→ **What is expected**
Please lay out every line of the entries below as a Markdown table with the columns Row and Line, numbering the rows and skipping blank lines. Leave the pictures out.
•••
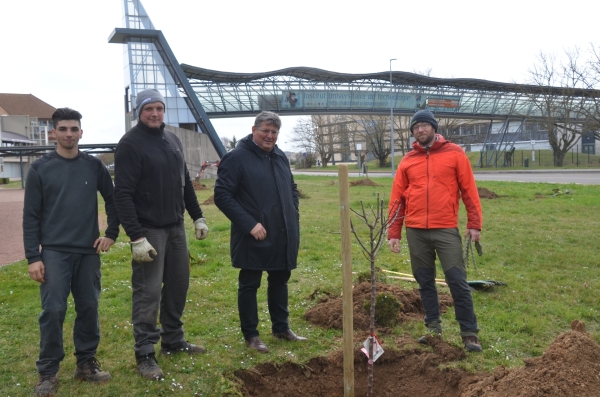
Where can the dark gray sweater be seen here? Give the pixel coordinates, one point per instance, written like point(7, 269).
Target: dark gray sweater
point(61, 205)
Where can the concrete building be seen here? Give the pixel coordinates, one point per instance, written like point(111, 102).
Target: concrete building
point(25, 120)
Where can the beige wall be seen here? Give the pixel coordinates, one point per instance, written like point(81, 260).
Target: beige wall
point(16, 124)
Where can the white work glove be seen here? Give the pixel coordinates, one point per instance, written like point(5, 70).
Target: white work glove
point(141, 251)
point(201, 228)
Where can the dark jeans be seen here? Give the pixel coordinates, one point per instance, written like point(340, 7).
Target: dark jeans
point(160, 284)
point(423, 245)
point(277, 298)
point(66, 273)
•••
→ **The completed task**
| Row | Line |
|---|---|
| 1 | Where can the dark gray sweater be seen here? Give the pixel coordinates, one point per instance, written like point(7, 269). |
| 2 | Target: dark gray sweater |
| 3 | point(61, 205) |
| 4 | Where can the concrete building be seen here? Give the pixel coordinates, one point per instance, written like point(111, 102). |
| 5 | Target: concrete building |
| 6 | point(25, 120) |
| 7 | Where can the beige wall be seen here? Give the pixel coordinates, one point per instance, written like point(81, 260). |
| 8 | Target: beige wall |
| 9 | point(16, 124) |
| 10 | Where can the white work glove be seen here? Give the pixel coordinates, one point per instance, written like point(5, 70). |
| 11 | Target: white work glove |
| 12 | point(141, 251) |
| 13 | point(201, 228) |
| 14 | Where can the dark jeans be seen here? Give the pixel coordinates, one point per instance, written like point(340, 7). |
| 15 | Target: dark jeans |
| 16 | point(160, 284) |
| 17 | point(423, 245) |
| 18 | point(277, 298) |
| 19 | point(66, 273) |